● THE INPUT:
▼
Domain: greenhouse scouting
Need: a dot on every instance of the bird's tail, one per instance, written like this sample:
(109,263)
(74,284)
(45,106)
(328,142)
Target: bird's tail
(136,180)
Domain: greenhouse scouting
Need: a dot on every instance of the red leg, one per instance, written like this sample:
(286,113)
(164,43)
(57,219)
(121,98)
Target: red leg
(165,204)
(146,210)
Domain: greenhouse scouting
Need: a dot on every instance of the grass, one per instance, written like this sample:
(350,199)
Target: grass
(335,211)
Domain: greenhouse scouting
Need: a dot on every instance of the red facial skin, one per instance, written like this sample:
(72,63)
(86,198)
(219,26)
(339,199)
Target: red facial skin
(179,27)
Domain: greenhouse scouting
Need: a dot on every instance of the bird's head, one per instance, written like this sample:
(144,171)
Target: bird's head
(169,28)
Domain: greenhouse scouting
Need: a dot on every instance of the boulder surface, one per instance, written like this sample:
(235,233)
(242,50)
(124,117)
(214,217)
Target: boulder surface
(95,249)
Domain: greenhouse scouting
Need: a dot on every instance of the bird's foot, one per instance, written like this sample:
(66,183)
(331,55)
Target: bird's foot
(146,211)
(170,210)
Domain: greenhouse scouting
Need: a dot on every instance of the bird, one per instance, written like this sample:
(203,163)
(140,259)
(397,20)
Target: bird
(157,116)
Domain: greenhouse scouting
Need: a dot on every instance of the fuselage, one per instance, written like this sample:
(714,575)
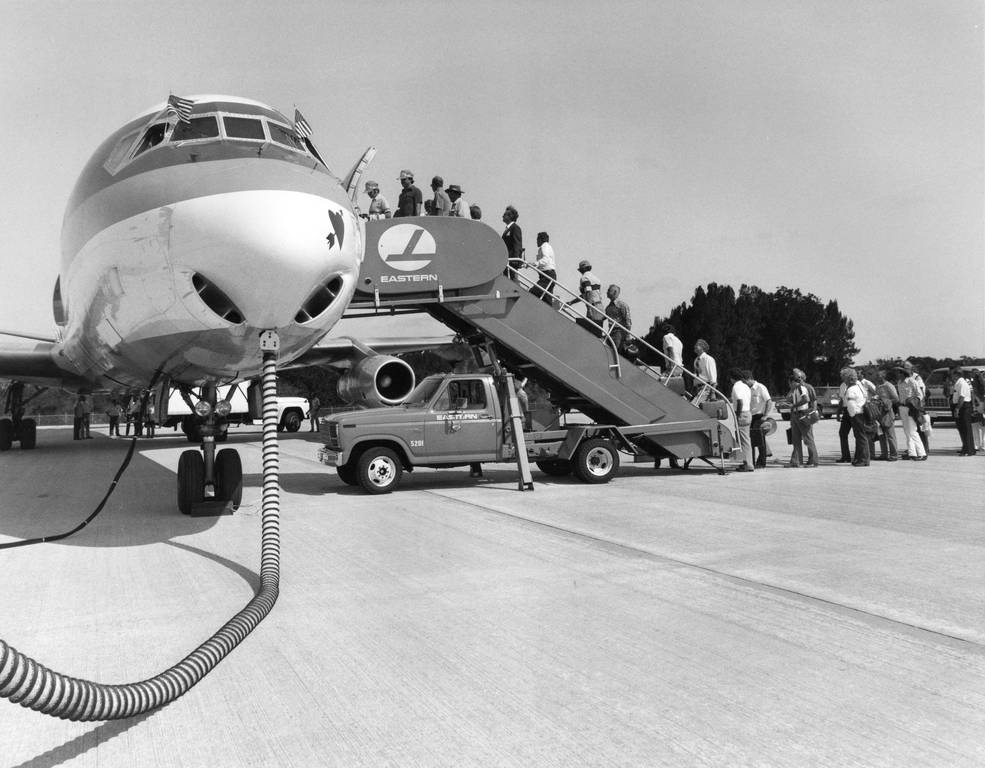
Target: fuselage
(179,247)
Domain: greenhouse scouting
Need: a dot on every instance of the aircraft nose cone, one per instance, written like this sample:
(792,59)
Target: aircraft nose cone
(267,251)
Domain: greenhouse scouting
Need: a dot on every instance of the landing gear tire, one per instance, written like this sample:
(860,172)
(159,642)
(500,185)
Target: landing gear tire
(29,433)
(596,461)
(378,470)
(555,467)
(191,480)
(348,474)
(229,476)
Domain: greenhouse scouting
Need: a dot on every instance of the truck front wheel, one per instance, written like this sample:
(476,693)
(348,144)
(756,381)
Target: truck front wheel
(596,461)
(348,474)
(379,470)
▲
● GOAL:
Return each line of the data above that contains the string "gear".

● ANSWER TO THE EXERCISE:
Need: a dot on every instance of the landing gear tire, one per instance, written like this sample:
Target: landing gear tire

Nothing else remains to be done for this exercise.